* **What is required**
Within the data that follows, how many lines carry the string "granite"? Give the number alone.

======== Provided material

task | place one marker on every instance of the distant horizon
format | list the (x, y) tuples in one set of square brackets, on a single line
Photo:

================
======== Provided material

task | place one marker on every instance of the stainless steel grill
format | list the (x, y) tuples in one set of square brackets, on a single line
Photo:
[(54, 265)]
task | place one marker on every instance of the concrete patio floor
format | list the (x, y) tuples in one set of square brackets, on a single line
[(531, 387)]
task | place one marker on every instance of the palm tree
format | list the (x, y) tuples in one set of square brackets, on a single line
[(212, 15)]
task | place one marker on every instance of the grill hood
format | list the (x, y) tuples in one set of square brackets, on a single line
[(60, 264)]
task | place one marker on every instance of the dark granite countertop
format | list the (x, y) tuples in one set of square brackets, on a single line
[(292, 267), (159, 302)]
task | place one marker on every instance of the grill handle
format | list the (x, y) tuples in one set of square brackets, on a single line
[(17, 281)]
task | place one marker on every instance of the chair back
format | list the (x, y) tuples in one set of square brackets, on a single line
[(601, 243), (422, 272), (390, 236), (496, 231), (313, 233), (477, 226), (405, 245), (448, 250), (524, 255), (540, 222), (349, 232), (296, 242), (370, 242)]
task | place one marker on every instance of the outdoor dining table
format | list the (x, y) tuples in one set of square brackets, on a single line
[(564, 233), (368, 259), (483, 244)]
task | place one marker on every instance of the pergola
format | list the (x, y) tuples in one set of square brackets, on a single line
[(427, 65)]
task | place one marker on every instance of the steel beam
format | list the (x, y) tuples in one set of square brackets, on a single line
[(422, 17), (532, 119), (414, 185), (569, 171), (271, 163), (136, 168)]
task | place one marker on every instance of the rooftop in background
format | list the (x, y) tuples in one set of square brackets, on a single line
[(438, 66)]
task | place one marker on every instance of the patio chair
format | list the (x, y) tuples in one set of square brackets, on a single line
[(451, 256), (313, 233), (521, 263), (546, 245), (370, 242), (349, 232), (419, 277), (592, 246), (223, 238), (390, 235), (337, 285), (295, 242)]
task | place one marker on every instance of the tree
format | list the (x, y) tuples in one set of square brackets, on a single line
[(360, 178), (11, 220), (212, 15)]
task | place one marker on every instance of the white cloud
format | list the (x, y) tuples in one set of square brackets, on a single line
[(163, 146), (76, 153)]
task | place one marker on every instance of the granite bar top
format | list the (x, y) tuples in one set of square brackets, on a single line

================
======== Provided material

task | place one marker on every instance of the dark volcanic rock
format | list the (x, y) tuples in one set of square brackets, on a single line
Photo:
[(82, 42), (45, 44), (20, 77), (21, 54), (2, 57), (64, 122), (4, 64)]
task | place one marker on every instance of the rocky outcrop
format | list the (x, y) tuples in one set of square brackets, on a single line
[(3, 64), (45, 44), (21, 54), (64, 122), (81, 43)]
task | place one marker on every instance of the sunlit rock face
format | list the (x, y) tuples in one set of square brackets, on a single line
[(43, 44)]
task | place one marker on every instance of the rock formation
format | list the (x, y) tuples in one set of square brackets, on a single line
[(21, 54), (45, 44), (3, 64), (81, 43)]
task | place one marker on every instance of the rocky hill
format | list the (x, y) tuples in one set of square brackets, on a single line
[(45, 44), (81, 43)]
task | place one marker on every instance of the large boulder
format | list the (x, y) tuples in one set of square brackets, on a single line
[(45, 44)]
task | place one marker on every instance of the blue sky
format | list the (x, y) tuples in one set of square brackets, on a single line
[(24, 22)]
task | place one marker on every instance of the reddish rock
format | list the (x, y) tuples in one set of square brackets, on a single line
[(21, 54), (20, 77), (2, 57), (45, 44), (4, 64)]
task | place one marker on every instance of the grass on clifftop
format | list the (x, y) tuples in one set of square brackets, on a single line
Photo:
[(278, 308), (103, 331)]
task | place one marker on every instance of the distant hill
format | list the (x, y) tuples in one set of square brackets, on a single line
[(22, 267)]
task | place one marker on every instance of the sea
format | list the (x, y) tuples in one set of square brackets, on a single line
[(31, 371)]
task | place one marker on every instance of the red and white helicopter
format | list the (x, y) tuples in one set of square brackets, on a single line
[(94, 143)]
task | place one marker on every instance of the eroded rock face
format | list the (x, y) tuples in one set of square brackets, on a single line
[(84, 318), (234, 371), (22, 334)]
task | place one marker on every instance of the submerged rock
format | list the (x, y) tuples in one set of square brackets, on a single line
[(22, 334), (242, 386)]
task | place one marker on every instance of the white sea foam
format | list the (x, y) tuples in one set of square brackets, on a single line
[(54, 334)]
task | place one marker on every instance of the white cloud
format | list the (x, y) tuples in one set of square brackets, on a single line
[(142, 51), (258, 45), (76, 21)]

================

* **Written answer**
2